> [Exercise description]
Count the lines in the material below that contain the string "tail" and reply with that number alone.

> [Excerpted data]
= = = = =

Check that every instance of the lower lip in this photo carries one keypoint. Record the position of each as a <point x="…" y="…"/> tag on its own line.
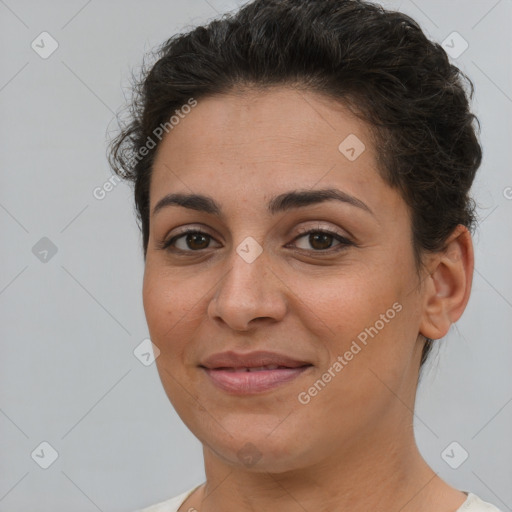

= = = = =

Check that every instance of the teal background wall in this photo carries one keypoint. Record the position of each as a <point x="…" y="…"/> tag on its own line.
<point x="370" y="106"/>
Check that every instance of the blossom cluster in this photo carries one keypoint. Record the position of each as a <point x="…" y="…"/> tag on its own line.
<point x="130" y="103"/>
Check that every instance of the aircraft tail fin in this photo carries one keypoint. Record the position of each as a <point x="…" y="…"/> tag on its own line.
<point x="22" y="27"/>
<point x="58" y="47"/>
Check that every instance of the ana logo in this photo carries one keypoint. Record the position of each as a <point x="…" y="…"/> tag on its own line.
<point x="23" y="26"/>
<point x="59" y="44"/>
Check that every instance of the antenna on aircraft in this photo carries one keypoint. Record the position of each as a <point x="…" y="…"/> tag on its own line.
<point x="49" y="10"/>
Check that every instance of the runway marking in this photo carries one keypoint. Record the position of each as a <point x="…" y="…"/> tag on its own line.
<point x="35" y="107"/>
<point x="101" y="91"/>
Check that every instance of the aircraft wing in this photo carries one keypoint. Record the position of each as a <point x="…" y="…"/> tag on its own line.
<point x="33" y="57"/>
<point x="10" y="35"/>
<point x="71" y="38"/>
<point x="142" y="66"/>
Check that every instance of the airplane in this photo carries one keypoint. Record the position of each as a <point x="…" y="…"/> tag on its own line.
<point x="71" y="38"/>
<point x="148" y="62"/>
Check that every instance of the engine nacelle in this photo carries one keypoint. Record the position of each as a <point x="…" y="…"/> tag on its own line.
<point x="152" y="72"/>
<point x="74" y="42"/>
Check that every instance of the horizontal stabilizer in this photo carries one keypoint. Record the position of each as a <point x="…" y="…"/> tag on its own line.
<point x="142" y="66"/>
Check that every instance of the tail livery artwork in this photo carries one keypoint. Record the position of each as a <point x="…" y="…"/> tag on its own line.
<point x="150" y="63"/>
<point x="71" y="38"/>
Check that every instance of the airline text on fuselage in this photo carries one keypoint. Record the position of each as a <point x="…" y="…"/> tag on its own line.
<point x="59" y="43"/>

= = = = =

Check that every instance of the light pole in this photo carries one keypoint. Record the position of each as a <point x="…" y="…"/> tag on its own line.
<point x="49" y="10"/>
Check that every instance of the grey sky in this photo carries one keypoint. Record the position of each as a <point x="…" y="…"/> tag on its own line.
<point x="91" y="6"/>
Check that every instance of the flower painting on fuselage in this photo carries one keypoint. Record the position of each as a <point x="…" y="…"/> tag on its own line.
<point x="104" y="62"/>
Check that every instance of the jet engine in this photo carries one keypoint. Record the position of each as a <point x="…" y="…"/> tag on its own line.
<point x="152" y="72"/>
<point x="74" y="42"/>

= = = = =

> [Task result]
2